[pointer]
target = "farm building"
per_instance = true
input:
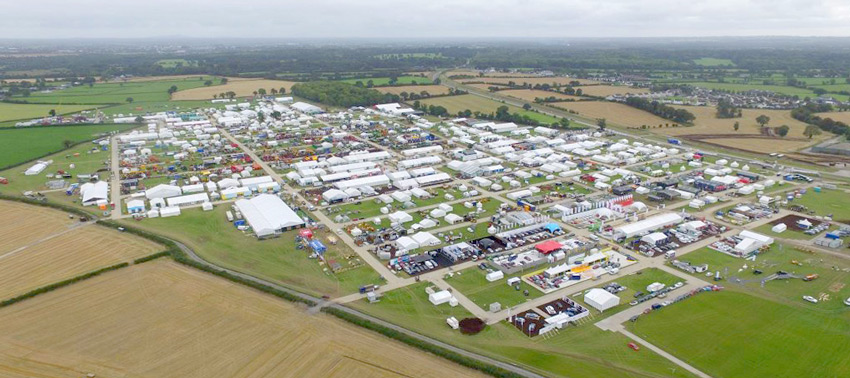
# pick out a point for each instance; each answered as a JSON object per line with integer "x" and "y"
************
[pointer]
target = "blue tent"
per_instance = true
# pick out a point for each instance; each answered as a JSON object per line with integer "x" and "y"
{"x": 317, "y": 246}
************
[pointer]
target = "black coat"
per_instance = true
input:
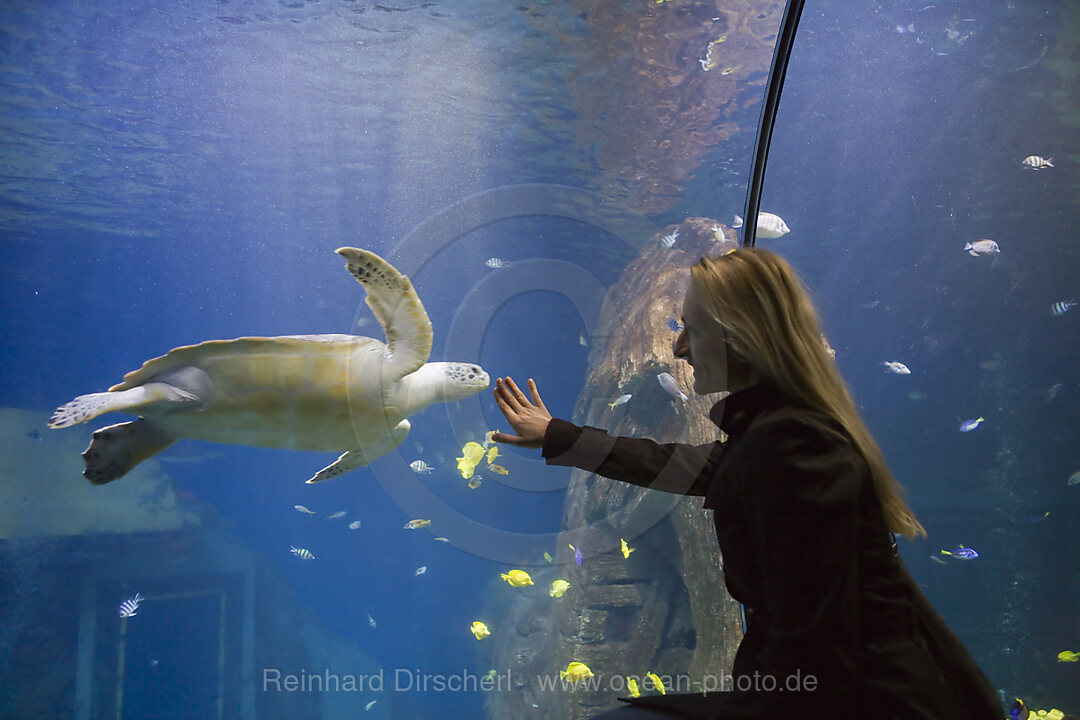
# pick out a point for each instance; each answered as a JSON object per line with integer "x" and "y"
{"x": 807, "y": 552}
************
## TASK
State how many lines in the records above contain the string "target", with case counting, and reply with that number alone.

## ANSWER TO THE TASK
3